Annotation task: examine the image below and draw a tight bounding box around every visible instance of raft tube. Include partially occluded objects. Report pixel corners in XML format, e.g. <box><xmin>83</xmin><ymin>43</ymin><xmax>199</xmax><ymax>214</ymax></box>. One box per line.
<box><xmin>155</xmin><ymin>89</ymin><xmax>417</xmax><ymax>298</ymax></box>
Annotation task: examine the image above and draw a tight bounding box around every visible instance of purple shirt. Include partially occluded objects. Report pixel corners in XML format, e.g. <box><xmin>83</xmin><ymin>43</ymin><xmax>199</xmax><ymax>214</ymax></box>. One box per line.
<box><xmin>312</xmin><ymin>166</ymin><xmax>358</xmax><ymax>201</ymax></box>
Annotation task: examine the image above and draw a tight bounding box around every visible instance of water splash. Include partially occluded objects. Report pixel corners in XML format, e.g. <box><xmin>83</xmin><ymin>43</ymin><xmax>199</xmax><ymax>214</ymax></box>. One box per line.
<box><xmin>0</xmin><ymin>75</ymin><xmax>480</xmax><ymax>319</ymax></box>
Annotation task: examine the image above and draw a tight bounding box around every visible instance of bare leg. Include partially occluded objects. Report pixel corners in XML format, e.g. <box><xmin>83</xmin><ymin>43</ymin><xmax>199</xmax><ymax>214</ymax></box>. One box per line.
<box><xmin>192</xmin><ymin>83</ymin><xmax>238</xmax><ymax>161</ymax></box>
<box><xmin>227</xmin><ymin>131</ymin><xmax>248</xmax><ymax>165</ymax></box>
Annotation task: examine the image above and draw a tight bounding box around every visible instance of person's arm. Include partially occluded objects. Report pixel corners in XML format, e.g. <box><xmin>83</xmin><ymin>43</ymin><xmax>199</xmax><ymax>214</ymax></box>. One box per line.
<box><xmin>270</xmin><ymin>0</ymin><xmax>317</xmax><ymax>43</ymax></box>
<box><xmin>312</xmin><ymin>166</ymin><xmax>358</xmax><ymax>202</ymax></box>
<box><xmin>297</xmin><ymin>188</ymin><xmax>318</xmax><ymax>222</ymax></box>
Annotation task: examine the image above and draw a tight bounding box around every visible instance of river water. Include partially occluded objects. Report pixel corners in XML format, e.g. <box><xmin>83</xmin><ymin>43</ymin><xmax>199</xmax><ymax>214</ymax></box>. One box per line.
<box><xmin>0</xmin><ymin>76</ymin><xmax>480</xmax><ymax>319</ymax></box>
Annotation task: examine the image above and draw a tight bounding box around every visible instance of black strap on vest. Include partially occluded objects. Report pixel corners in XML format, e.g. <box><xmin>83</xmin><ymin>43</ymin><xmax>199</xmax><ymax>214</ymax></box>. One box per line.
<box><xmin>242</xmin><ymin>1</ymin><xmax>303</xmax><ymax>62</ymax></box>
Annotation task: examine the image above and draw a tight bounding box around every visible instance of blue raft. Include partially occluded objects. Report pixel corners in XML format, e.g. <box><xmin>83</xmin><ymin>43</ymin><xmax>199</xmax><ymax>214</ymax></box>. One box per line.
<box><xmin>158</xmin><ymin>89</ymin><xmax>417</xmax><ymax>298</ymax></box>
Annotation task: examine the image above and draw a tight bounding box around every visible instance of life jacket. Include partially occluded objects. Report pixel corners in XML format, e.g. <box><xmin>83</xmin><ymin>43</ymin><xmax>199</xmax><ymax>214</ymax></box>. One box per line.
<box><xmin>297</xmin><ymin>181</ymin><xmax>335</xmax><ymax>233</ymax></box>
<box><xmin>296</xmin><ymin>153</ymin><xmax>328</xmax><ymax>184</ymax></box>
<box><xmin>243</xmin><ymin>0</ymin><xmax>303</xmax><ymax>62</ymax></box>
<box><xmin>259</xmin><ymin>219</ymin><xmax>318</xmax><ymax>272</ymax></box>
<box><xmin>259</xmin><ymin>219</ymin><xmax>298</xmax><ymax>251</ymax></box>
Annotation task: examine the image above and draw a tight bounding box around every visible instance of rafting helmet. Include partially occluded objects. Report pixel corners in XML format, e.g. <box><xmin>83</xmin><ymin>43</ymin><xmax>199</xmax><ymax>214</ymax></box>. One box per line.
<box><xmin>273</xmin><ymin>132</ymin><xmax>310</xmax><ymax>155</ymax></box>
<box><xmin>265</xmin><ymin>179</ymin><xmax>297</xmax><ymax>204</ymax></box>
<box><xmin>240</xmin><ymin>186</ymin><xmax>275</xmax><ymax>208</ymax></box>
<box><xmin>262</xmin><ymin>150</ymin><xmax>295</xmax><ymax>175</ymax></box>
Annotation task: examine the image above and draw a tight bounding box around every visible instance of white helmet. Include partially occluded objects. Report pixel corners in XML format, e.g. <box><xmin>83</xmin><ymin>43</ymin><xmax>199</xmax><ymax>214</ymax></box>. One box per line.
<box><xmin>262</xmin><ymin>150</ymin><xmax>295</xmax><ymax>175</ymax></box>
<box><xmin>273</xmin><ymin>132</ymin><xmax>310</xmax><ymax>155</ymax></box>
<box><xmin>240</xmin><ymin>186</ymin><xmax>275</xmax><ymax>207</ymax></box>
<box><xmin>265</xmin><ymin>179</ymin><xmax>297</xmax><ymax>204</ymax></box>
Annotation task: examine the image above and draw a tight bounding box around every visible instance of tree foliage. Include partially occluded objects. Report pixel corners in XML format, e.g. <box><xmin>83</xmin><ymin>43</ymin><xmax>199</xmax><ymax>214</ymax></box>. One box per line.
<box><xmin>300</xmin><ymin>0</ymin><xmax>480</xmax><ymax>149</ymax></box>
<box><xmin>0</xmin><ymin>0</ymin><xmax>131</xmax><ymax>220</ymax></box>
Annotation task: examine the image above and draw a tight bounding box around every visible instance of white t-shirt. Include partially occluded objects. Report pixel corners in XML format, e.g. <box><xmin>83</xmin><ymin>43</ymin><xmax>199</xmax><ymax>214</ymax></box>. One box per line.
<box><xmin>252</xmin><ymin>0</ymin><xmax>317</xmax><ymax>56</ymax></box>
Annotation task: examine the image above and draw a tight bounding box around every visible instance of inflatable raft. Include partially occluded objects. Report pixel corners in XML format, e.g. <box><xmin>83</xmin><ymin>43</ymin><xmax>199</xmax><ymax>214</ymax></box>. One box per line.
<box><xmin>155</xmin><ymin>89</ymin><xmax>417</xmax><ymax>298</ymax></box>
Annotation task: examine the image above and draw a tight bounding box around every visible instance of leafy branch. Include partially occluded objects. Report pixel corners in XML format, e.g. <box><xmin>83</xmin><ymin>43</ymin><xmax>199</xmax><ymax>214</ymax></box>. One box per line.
========
*Brief*. Copy out all the entries shown above, character for character.

*Task output*.
Annotation task: examine the image below and draw a tight bounding box around every visible instance of raft tube. Include partially occluded objects. Report pixel corners in XML format, e.g. <box><xmin>83</xmin><ymin>43</ymin><xmax>199</xmax><ymax>214</ymax></box>. One box per line.
<box><xmin>155</xmin><ymin>89</ymin><xmax>417</xmax><ymax>298</ymax></box>
Annotation task: examine the image above and draw a tight bounding box around every visible instance of purple shirt. Include partially occluded objects. Report pixel corners in XML format, e.g. <box><xmin>83</xmin><ymin>43</ymin><xmax>199</xmax><ymax>214</ymax></box>. One box per line.
<box><xmin>312</xmin><ymin>166</ymin><xmax>358</xmax><ymax>201</ymax></box>
Annotation task: examine the image above and draw a tight bounding box around every visible instance of water splash. Include partially occluded objects. Report pixel corners in XML format, e.g. <box><xmin>83</xmin><ymin>43</ymin><xmax>199</xmax><ymax>214</ymax></box>. One box per line.
<box><xmin>0</xmin><ymin>75</ymin><xmax>480</xmax><ymax>319</ymax></box>
Annotation task: examine the image above and draw a tight bounding box around every visible instance of bare leg. Include partially occluded objects. Report pixel corners in XML format, e.g. <box><xmin>83</xmin><ymin>43</ymin><xmax>199</xmax><ymax>214</ymax></box>. One box per line.
<box><xmin>192</xmin><ymin>83</ymin><xmax>238</xmax><ymax>161</ymax></box>
<box><xmin>227</xmin><ymin>131</ymin><xmax>248</xmax><ymax>165</ymax></box>
Annotation task: examine the image above and draw a tight bounding box around every visible instance of person's arm. Include partially occluded objects. Report pixel corners in XML format, e.g. <box><xmin>83</xmin><ymin>43</ymin><xmax>199</xmax><ymax>214</ymax></box>. One box per line.
<box><xmin>270</xmin><ymin>0</ymin><xmax>317</xmax><ymax>43</ymax></box>
<box><xmin>312</xmin><ymin>166</ymin><xmax>358</xmax><ymax>202</ymax></box>
<box><xmin>297</xmin><ymin>188</ymin><xmax>318</xmax><ymax>222</ymax></box>
Annotation task: examine the image above and draw a tight bounding box around every visible instance of river water. Include partially occluded objects. Report pixel corners in XML format, e.g. <box><xmin>83</xmin><ymin>43</ymin><xmax>199</xmax><ymax>214</ymax></box>. One box per line.
<box><xmin>0</xmin><ymin>76</ymin><xmax>480</xmax><ymax>319</ymax></box>
Annotation task: examine the image above and draw a tight bounding box around every visible instance of black strap on vest. Include partially occluded objects. Report pixel corners in XML format, e.g. <box><xmin>83</xmin><ymin>43</ymin><xmax>199</xmax><ymax>214</ymax></box>. One box per line.
<box><xmin>242</xmin><ymin>1</ymin><xmax>303</xmax><ymax>62</ymax></box>
Annotation task: examine the image above and draw a tight bounding box around every visible instance of blue raft. Include partially occluded objects. Report pixel corners in XML format, e.g. <box><xmin>83</xmin><ymin>43</ymin><xmax>199</xmax><ymax>214</ymax></box>. One box per line.
<box><xmin>158</xmin><ymin>89</ymin><xmax>417</xmax><ymax>298</ymax></box>
Annotation task: examine the image above and draw a tight bounding box around every visible instance of life jacket. Include partially occluded objects. Report pixel corners in XML format, e.g. <box><xmin>83</xmin><ymin>43</ymin><xmax>199</xmax><ymax>214</ymax></box>. One box per line.
<box><xmin>297</xmin><ymin>181</ymin><xmax>335</xmax><ymax>233</ymax></box>
<box><xmin>296</xmin><ymin>153</ymin><xmax>328</xmax><ymax>184</ymax></box>
<box><xmin>243</xmin><ymin>0</ymin><xmax>303</xmax><ymax>62</ymax></box>
<box><xmin>259</xmin><ymin>219</ymin><xmax>318</xmax><ymax>272</ymax></box>
<box><xmin>259</xmin><ymin>219</ymin><xmax>298</xmax><ymax>251</ymax></box>
Annotation task: examine the image above and draw a tight bounding box around every visible instance of rafting helmet. Include partially occluded objects. Report pixel corners in XML format, e.g. <box><xmin>83</xmin><ymin>43</ymin><xmax>199</xmax><ymax>214</ymax></box>. One box per line.
<box><xmin>273</xmin><ymin>132</ymin><xmax>310</xmax><ymax>155</ymax></box>
<box><xmin>265</xmin><ymin>179</ymin><xmax>297</xmax><ymax>204</ymax></box>
<box><xmin>240</xmin><ymin>186</ymin><xmax>275</xmax><ymax>208</ymax></box>
<box><xmin>262</xmin><ymin>150</ymin><xmax>295</xmax><ymax>175</ymax></box>
Annotation task: examine the image above and draw a tight bounding box around every visible instance of white helmet. Include partially occluded objects. Report pixel corners in XML format, e.g. <box><xmin>83</xmin><ymin>43</ymin><xmax>199</xmax><ymax>214</ymax></box>. One box per line.
<box><xmin>262</xmin><ymin>150</ymin><xmax>295</xmax><ymax>175</ymax></box>
<box><xmin>273</xmin><ymin>132</ymin><xmax>310</xmax><ymax>155</ymax></box>
<box><xmin>240</xmin><ymin>186</ymin><xmax>275</xmax><ymax>207</ymax></box>
<box><xmin>265</xmin><ymin>179</ymin><xmax>297</xmax><ymax>204</ymax></box>
Annotation task: examine the image above and draw a tight bounding box around every visible instance of tree foliage. Include partially occluded objects. Report pixel corners in XML format, e.g. <box><xmin>83</xmin><ymin>43</ymin><xmax>199</xmax><ymax>214</ymax></box>. One box per line.
<box><xmin>300</xmin><ymin>0</ymin><xmax>480</xmax><ymax>149</ymax></box>
<box><xmin>0</xmin><ymin>0</ymin><xmax>131</xmax><ymax>220</ymax></box>
Annotation task: examine the image above and draw a tight bounding box around every visible instance of white t-shirt. Include partially occluded objects. Report pixel corners in XML format, e.g. <box><xmin>83</xmin><ymin>43</ymin><xmax>199</xmax><ymax>214</ymax></box>. One box per line.
<box><xmin>252</xmin><ymin>0</ymin><xmax>317</xmax><ymax>56</ymax></box>
Annotation task: examine the image above and draw a tight bounding box around every visible instance of inflatable raft. Include partially occluded objects. Report pixel corners in XML format, e.g. <box><xmin>83</xmin><ymin>43</ymin><xmax>199</xmax><ymax>214</ymax></box>. One box per line.
<box><xmin>155</xmin><ymin>89</ymin><xmax>417</xmax><ymax>298</ymax></box>
Annotation task: examine the image above and draw a tight bounding box around every visible instance of leafy branch. Include partially occluded objects. Report pixel corners in XML format, e.g. <box><xmin>83</xmin><ymin>43</ymin><xmax>199</xmax><ymax>214</ymax></box>. One box per line.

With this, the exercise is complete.